**Exercise instructions:** Respond with exact copies of the lines running from the line that contains "The component shall locate the building" to the end of the material.

*** Begin section ***

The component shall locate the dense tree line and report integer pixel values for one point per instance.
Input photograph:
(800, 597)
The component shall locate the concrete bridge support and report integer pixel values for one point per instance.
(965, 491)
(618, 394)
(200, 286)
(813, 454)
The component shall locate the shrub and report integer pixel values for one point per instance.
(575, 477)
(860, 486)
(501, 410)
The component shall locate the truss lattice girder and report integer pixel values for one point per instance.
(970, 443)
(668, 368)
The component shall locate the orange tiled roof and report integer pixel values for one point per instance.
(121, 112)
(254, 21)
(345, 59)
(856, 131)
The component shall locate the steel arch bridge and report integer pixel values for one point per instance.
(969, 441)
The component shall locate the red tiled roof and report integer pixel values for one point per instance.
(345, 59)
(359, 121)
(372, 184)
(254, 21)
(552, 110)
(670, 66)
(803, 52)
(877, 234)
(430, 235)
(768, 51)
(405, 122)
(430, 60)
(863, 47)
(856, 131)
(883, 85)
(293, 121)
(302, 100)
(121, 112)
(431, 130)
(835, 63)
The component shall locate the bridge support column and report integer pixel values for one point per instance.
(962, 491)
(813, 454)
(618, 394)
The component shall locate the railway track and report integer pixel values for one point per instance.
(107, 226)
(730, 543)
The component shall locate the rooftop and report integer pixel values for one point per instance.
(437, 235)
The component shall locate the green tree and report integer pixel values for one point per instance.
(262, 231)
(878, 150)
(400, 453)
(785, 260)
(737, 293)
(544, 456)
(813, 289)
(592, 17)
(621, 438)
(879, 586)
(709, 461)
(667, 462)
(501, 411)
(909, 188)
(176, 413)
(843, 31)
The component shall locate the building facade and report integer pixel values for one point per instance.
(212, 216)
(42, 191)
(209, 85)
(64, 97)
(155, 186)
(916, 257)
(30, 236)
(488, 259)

*** End section ***

**Response to this task:**
The component shall locate the building facade and report integer pixel values for one point per instance.
(212, 216)
(42, 191)
(209, 85)
(64, 97)
(155, 186)
(916, 257)
(30, 236)
(488, 259)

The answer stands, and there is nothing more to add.